╭─ Provided data
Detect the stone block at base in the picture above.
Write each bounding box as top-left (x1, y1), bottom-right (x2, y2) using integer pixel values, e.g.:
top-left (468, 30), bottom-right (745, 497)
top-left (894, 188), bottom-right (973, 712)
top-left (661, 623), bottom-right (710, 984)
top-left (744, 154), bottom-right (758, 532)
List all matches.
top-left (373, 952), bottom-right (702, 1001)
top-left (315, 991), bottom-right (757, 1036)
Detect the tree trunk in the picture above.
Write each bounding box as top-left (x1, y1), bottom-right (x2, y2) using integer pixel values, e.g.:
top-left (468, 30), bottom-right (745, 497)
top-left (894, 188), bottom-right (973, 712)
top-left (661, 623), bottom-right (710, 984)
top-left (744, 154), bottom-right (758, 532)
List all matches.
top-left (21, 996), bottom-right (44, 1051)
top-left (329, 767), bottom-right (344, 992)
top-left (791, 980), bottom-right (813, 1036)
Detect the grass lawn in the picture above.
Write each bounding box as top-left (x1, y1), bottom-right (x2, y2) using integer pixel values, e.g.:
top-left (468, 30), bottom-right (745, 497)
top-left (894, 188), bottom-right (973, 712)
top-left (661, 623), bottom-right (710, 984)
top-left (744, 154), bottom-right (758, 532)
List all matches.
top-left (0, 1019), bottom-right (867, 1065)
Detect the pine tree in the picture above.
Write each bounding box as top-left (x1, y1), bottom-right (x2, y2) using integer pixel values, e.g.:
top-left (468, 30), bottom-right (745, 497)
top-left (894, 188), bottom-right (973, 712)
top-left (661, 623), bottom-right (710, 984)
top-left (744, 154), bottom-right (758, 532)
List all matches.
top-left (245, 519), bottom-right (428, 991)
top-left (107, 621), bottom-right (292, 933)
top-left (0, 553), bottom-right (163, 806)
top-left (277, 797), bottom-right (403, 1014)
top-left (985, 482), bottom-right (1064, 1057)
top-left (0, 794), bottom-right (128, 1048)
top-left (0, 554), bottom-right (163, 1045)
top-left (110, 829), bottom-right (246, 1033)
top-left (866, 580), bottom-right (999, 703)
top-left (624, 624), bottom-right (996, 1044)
╰─
Copy all of the records above word for word, leaving every character unchanged.

### Exercise response
Detect the stone block at base in the picture above.
Write each bounding box as top-left (x1, y1), bottom-right (x2, y2) using integer pixel values, e.g.:
top-left (468, 30), bottom-right (745, 497)
top-left (894, 188), bottom-right (973, 712)
top-left (661, 623), bottom-right (710, 984)
top-left (744, 154), bottom-right (758, 532)
List all matches.
top-left (373, 952), bottom-right (702, 1001)
top-left (315, 991), bottom-right (757, 1036)
Detect the tree trunk in the picture above.
Write each bounding box as top-left (x1, y1), bottom-right (x2, y2) using integer pixel values, e.g.:
top-left (468, 30), bottom-right (745, 497)
top-left (894, 188), bottom-right (973, 712)
top-left (661, 623), bottom-right (710, 984)
top-left (744, 154), bottom-right (758, 532)
List all matches.
top-left (21, 996), bottom-right (44, 1051)
top-left (329, 767), bottom-right (344, 992)
top-left (791, 980), bottom-right (813, 1036)
Detect the grass lawn in the picture above.
Write each bounding box as top-left (x1, y1), bottom-right (x2, y2) using integer pixel values, e.g.:
top-left (468, 30), bottom-right (745, 497)
top-left (894, 188), bottom-right (973, 712)
top-left (661, 623), bottom-right (710, 984)
top-left (744, 154), bottom-right (758, 532)
List all matches.
top-left (0, 1019), bottom-right (867, 1065)
Detect the pine tree in the picture above.
Write each bounding box as top-left (x1, y1), bottom-right (x2, y2) using integer pixel values, e.g.:
top-left (468, 30), bottom-right (745, 497)
top-left (894, 188), bottom-right (973, 712)
top-left (661, 623), bottom-right (710, 984)
top-left (744, 154), bottom-right (758, 532)
List all matches.
top-left (245, 519), bottom-right (428, 991)
top-left (107, 621), bottom-right (292, 933)
top-left (0, 553), bottom-right (163, 806)
top-left (277, 797), bottom-right (403, 1014)
top-left (985, 482), bottom-right (1064, 1057)
top-left (0, 794), bottom-right (128, 1048)
top-left (0, 554), bottom-right (163, 1045)
top-left (110, 829), bottom-right (246, 1033)
top-left (866, 580), bottom-right (999, 703)
top-left (624, 624), bottom-right (996, 1044)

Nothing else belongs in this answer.